• Supplied records:
◇ ◇ ◇ ◇
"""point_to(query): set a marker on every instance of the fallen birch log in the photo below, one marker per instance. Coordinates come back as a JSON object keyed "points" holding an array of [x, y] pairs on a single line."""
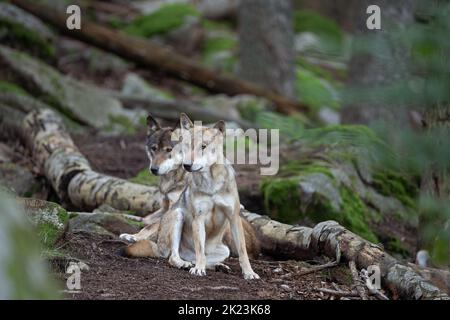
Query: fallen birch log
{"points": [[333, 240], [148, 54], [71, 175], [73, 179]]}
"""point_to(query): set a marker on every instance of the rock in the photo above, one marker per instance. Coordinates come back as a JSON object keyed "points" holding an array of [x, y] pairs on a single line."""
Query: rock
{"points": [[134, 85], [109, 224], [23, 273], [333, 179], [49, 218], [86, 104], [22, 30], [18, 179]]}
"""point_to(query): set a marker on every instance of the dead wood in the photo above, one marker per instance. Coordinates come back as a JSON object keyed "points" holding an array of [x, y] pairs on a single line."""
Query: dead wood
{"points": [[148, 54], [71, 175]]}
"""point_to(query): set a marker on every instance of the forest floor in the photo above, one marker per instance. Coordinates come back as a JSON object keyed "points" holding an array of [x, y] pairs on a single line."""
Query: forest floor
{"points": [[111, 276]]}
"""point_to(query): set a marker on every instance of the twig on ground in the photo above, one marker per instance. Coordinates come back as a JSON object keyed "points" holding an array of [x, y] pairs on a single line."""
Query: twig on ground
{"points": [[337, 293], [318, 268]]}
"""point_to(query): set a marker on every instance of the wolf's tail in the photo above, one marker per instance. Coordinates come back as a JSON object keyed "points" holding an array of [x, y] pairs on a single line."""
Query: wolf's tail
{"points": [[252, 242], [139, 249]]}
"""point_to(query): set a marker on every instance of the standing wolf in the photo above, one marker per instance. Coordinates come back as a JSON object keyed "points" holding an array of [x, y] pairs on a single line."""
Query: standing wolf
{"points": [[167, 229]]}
◇ ◇ ◇ ◇
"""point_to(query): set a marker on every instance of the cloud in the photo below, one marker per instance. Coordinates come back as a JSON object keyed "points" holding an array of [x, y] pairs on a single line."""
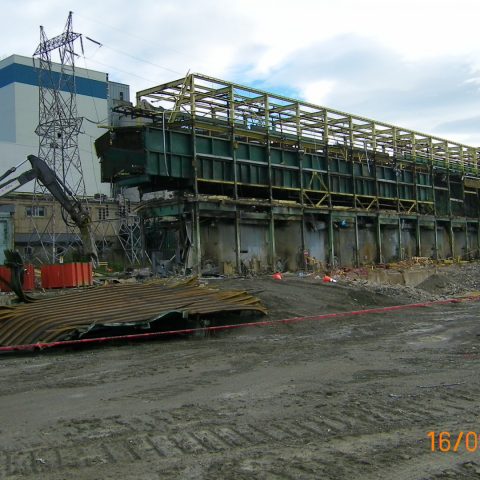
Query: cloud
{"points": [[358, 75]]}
◇ ◇ ◇ ◇
• What to produce:
Where the listing above has a line with "Query: rock", start there, and output every line exactly through the line with "of the dead", which is also included.

• Response area:
Query: rock
{"points": [[134, 85], [109, 224], [23, 273], [333, 179], [49, 218], [86, 104], [22, 30], [18, 179]]}
"""point_to(query): set a marker on every instance of the dead wood in the photo above, one marker per instance. Coordinates come back as a JSON object keyed "points" holding an array of [x, y] pairs on a single line."""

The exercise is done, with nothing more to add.